EXERCICES À FAIRE>
A) Recopiez sans rien changer le passage du texte sur les travailleurs des plateformes qui commence à « De même, le » et se termine à « est en construction. ».
B) Selon le texte sur les travailleurs des plateformes, qu’est-ce qui permet à l’Anses de formuler des préconisations ? Répondez en une à trois phrases.
C) Reprenez le texte sur l’épuisement des travailleurs des plateformes là où il s’arrête, et poursuivez-le.

TEXTE PROPOSÉ>
:::::

Un épuisement physique et mental

De même, le scientifique issu de l’Agence du travail pointe la charge mentale inhérente au travail pour des plateformes, qui amène à un conditionnement insidieux. Ces « stratégies, appelées “auto-accélération”, consistent à essayer d’anticiper les décisions prises par l’algorithme pour répondre à ses exigences, donc à intensifier le rythme de travail : elles conduisent à un épuisement physique et mental, et peuvent augmenter les accidents sur la route », détaille par exemple Henri Bastos.

Or, en majorité indépendants, ces travailleurs ne bénéficient « ni d’une politique de prévention des risques adéquate, ni d’une protection sociale suffisante », souligne l’agence. Il n’y a pas d’obligation de déclarer leurs accidents du travail. En outre, le contexte réglementaire de cette activité est en construction.

À l’échelle française, où un accord entre plateformes et syndicats fixant un revenu minimal horaire a été récemment signé, et européenne, les États membres ayant deux ans pour intégrer dans leur législation la directive de novembre 2024 renforçant les droits de ces travailleurs. Ce texte prévoit de requalifier comme salariés quelque cinq des 30 millions de livreurs travaillant sous statut d’indépendant en Europe. Les modalités de requalification dépendent des États, ce qui permet à l’Anses de formuler des préconisations.

:::::

LISTE DES DONNÉES>

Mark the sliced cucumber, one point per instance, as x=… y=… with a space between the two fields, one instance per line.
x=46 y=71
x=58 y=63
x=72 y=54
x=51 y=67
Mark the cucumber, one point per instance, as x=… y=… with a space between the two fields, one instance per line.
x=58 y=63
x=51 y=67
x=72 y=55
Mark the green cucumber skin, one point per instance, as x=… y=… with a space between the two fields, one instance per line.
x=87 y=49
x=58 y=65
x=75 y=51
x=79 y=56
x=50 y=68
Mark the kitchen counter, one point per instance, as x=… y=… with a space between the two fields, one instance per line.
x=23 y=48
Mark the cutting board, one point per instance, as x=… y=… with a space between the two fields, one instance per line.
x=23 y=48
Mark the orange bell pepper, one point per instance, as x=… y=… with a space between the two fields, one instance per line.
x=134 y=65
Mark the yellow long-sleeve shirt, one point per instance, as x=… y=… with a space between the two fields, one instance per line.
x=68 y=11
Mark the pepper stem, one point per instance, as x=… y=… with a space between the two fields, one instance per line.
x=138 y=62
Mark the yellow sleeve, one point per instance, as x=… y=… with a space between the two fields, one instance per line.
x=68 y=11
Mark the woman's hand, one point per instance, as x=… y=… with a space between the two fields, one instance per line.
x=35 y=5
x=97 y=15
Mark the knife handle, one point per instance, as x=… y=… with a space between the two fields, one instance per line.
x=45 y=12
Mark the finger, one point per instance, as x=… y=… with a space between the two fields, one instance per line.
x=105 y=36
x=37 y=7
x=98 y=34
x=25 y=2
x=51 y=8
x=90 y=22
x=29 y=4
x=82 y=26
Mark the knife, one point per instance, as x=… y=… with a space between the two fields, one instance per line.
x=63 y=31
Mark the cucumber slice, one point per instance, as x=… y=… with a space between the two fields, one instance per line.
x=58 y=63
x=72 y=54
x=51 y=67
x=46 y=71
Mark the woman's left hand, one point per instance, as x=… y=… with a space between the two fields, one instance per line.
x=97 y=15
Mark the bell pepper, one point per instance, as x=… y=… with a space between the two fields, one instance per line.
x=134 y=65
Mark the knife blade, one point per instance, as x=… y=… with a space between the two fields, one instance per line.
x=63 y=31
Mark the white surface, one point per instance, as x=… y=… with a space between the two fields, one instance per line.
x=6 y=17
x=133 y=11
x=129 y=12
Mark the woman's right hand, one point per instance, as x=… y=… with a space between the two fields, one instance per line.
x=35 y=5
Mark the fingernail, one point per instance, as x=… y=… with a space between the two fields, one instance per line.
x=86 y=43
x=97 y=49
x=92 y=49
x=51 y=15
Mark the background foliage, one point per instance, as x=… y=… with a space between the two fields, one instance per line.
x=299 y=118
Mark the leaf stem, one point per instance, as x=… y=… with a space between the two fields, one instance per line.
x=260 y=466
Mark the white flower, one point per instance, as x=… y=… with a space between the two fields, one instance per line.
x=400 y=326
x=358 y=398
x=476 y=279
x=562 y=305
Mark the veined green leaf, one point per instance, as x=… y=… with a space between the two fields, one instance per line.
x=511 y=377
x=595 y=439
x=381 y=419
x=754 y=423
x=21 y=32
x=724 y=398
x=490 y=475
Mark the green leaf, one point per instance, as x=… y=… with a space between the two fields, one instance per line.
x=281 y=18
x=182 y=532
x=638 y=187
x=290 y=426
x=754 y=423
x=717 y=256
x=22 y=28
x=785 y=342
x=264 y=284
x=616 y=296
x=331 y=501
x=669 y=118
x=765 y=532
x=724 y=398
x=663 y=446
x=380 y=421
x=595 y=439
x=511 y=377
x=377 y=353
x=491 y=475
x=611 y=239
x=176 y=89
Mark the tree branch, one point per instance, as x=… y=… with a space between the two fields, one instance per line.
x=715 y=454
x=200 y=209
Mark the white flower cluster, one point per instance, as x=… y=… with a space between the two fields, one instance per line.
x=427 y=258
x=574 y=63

:::::

RÉPONSES SUCCESSIVES>
A)
De même, le scientifique issu de l’Agence du travail pointe la charge mentale inhérente au travail pour des plateformes, qui amène à un conditionnement insidieux. Ces « stratégies, appelées “auto-accélération”, consistent à essayer d’anticiper les décisions prises par l’algorithme pour répondre à ses exigences, donc à intensifier le rythme de travail : elles conduisent à un épuisement physique et mental, et peuvent augmenter les accidents sur la route », détaille par exemple Henri Bastos.

Or, en majorité indépendants, ces travailleurs ne bénéficient « ni d’une politique de prévention des risques adéquate, ni d’une protection sociale suffisante », souligne l’agence. Il n’y a pas d’obligation de déclarer leurs accidents du travail. En outre, le contexte réglementaire de cette activité est en construction.

B) L’Anses peut formuler des préconisations parce que les modalités de requalification des livreurs en salariés dépendent des États. Ceux-ci disposent de deux ans pour intégrer dans leur législation la directive de novembre 2024.

C)
L’Anses « appelle à responsabiliser les plateformes, pour qu’elles assurent une protection de la santé et de la sécurité de ces travailleurs », qu’elles « fournissent les équipements – gants, casques, etc. – nécessaires et une formation sur la sécurité routière, la santé et la sécurité au travail », résume Henri Bastos. L’agence sanitaire veut aussi rendre obligatoire la collecte de données pour continuer à documenter les effets de cette organisation du travail. La CGT s’est déclarée satisfaite de la « qualité du rapport » dans un communiqué, publié mercredi 26 mars. Selon cette dernière, l’Anses « confirme ce que nos syndicats dénoncent depuis des années : ces travailleur·euses sous statut d’autoentrepreneur dépourvu·es de toute protection sociale subissent des cadences et des conditions de travail dangereuses imposées par des algorithmes ».

L’Anses recommande enfin aux pouvoirs publics de rendre obligatoire, pour ces travailleurs, l’application des dispositions en matière de santé et sécurité prévues pour les salariés dans le Code du travail et d’imposer « une limitation et un contrôle de leur temps de travail ». Sans quoi les livreurs de repas à domicile n’auront aucun moyen d’échapper à la précarité.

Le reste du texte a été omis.